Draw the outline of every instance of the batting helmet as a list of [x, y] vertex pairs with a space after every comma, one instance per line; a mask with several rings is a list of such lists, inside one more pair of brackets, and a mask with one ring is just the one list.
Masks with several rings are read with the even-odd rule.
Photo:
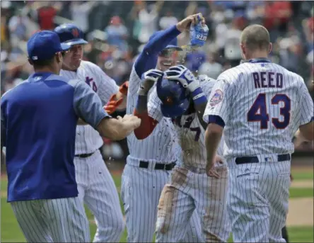
[[83, 34], [76, 26], [72, 23], [64, 23], [54, 29], [62, 43], [70, 45], [87, 44], [88, 42], [83, 39]]
[[182, 115], [190, 106], [187, 90], [178, 81], [166, 79], [157, 81], [157, 95], [161, 101], [163, 116], [174, 118]]
[[[163, 30], [158, 30], [155, 32], [153, 35], [151, 35], [151, 37], [149, 38], [149, 40], [154, 38], [157, 35], [161, 35], [161, 33], [163, 32]], [[178, 38], [176, 37], [172, 39], [171, 41], [164, 49], [168, 49], [168, 48], [174, 49], [176, 50], [182, 50], [182, 49], [178, 45]]]

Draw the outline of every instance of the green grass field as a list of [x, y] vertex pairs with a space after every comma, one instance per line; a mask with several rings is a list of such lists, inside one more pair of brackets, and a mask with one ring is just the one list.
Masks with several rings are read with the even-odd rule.
[[[313, 172], [309, 171], [306, 172], [293, 171], [293, 175], [296, 181], [313, 180]], [[117, 187], [120, 188], [121, 181], [120, 176], [114, 175], [114, 180]], [[10, 205], [6, 203], [6, 180], [1, 179], [1, 242], [25, 242], [25, 238], [18, 227], [16, 220], [13, 214]], [[293, 188], [290, 190], [290, 196], [291, 198], [313, 198], [313, 188]], [[91, 222], [91, 235], [93, 239], [95, 234], [96, 227], [93, 222], [93, 215], [86, 209], [88, 219]], [[308, 215], [313, 217], [313, 215]], [[288, 232], [291, 242], [314, 242], [313, 241], [313, 225], [289, 227]], [[127, 232], [124, 231], [121, 242], [126, 242]], [[231, 238], [229, 240], [232, 242]]]

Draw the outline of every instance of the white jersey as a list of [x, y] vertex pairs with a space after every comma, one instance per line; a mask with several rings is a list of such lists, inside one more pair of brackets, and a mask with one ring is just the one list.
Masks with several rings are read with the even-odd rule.
[[[209, 97], [216, 80], [205, 75], [198, 77], [200, 86], [206, 96]], [[149, 97], [149, 115], [159, 121], [163, 118], [161, 111], [161, 101], [157, 96], [156, 87]], [[182, 162], [187, 167], [205, 169], [207, 164], [207, 151], [205, 147], [205, 130], [202, 127], [197, 113], [183, 115], [173, 119], [176, 136], [181, 147]], [[223, 154], [223, 139], [221, 139], [218, 149], [219, 155]]]
[[[62, 69], [60, 75], [85, 81], [98, 94], [103, 105], [107, 103], [111, 95], [119, 91], [119, 86], [115, 80], [105, 74], [98, 66], [90, 62], [81, 61], [76, 72]], [[99, 132], [89, 125], [76, 127], [75, 154], [94, 152], [103, 143]]]
[[231, 158], [293, 153], [293, 135], [313, 116], [300, 76], [274, 63], [245, 62], [218, 77], [204, 120], [226, 125], [224, 156]]
[[[129, 80], [127, 114], [133, 114], [136, 108], [137, 90], [141, 81], [141, 78], [133, 66]], [[161, 119], [153, 132], [144, 140], [138, 140], [132, 132], [127, 137], [129, 155], [144, 161], [154, 161], [163, 164], [174, 162], [178, 154], [175, 152], [176, 143], [173, 135], [173, 125], [171, 120], [167, 118]]]

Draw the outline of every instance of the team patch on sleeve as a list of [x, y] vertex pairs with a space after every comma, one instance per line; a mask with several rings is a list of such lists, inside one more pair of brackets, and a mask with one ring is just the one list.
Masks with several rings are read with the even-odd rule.
[[215, 90], [215, 93], [214, 94], [214, 96], [211, 97], [211, 100], [209, 101], [209, 103], [211, 106], [215, 106], [216, 105], [219, 104], [223, 99], [223, 93], [220, 89]]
....
Task description
Can you copy every line of the material above word for word, leaving out the picture?

Finished task
Draw the outline of every instance of the batting helmet as a list of [x, y] vertex pairs with a space after every comma, one instance per line; a mask with several rings is a list of such lists, inside one more pair of brackets, and a mask with one ring is just the one list.
Masks with several rings are read with the even-odd rule.
Photo:
[[83, 34], [76, 26], [72, 23], [64, 23], [54, 29], [62, 43], [70, 45], [87, 44], [88, 42], [83, 39]]
[[182, 115], [190, 106], [187, 90], [178, 81], [166, 79], [157, 81], [157, 95], [161, 101], [163, 116], [174, 118]]
[[[163, 30], [158, 30], [155, 32], [153, 35], [151, 35], [151, 37], [149, 38], [149, 40], [154, 38], [157, 35], [161, 35], [161, 33], [163, 32]], [[178, 38], [176, 37], [172, 39], [171, 41], [164, 49], [168, 49], [168, 48], [174, 49], [176, 50], [182, 50], [182, 49], [178, 45]]]

Draw the outline of every instance of the green grass field as a list of [x, y] vertex pairs with a space after every comma, one instance per line; a mask with several rings is a list of such lists, inside one more pair of brackets, and a mask with one ring is just the one list.
Masks with several rings are read with the even-odd rule.
[[[313, 172], [309, 171], [306, 172], [293, 171], [293, 175], [296, 181], [313, 180]], [[117, 187], [120, 188], [121, 181], [120, 176], [114, 175], [114, 180]], [[10, 205], [6, 203], [6, 180], [1, 179], [1, 242], [25, 242], [25, 238], [18, 227], [16, 220], [13, 214]], [[293, 188], [290, 190], [290, 196], [291, 198], [313, 198], [313, 188]], [[91, 222], [91, 235], [93, 239], [95, 234], [96, 227], [93, 222], [93, 215], [86, 209], [88, 219]], [[308, 215], [313, 217], [313, 215]], [[288, 232], [291, 242], [314, 242], [313, 241], [313, 225], [289, 227]], [[127, 232], [124, 231], [121, 242], [126, 242]], [[231, 238], [229, 240], [232, 242]]]

Draw the outline of every instance of the white jersey as a list of [x, y] vertex pairs with a space after every comma, one instance per line; a mask with several rings is a list of such lists, inside one more pair of brackets, and a mask with one ring is just the one list.
Masks with several rings are read with the even-odd rule.
[[[209, 97], [216, 80], [205, 75], [198, 77], [200, 86], [206, 96]], [[149, 97], [149, 115], [159, 121], [163, 118], [161, 111], [161, 101], [157, 96], [156, 87]], [[182, 162], [187, 167], [205, 169], [207, 164], [207, 151], [205, 147], [205, 130], [202, 127], [197, 113], [183, 115], [173, 119], [176, 136], [181, 147]], [[223, 154], [223, 139], [221, 139], [218, 149], [219, 155]]]
[[[62, 69], [60, 75], [85, 81], [98, 94], [103, 105], [107, 103], [111, 95], [119, 91], [119, 86], [115, 80], [105, 74], [98, 66], [90, 62], [81, 61], [76, 72]], [[99, 132], [89, 125], [76, 127], [75, 154], [94, 152], [103, 143]]]
[[231, 158], [293, 153], [293, 135], [313, 116], [300, 76], [274, 63], [245, 62], [218, 77], [204, 120], [226, 125], [224, 156]]
[[[129, 80], [127, 114], [133, 114], [136, 108], [137, 90], [141, 81], [141, 78], [133, 66]], [[161, 119], [153, 132], [144, 140], [138, 140], [132, 132], [127, 137], [129, 155], [144, 161], [154, 161], [163, 164], [174, 162], [178, 154], [175, 152], [176, 143], [173, 135], [173, 125], [171, 120], [167, 118]]]

Draw the outline of every instance of the team patch on sleeve as a list of [x, y] vertex pairs with a space after every comma, one instance per line; a mask with several rings is a list of such lists, inside one more pair of brackets, and a mask with one ring is just the one list.
Masks with several rings are read with the even-odd rule.
[[215, 90], [215, 93], [214, 94], [214, 96], [211, 97], [211, 100], [209, 101], [209, 103], [211, 106], [215, 106], [216, 105], [219, 104], [223, 99], [223, 93], [220, 89]]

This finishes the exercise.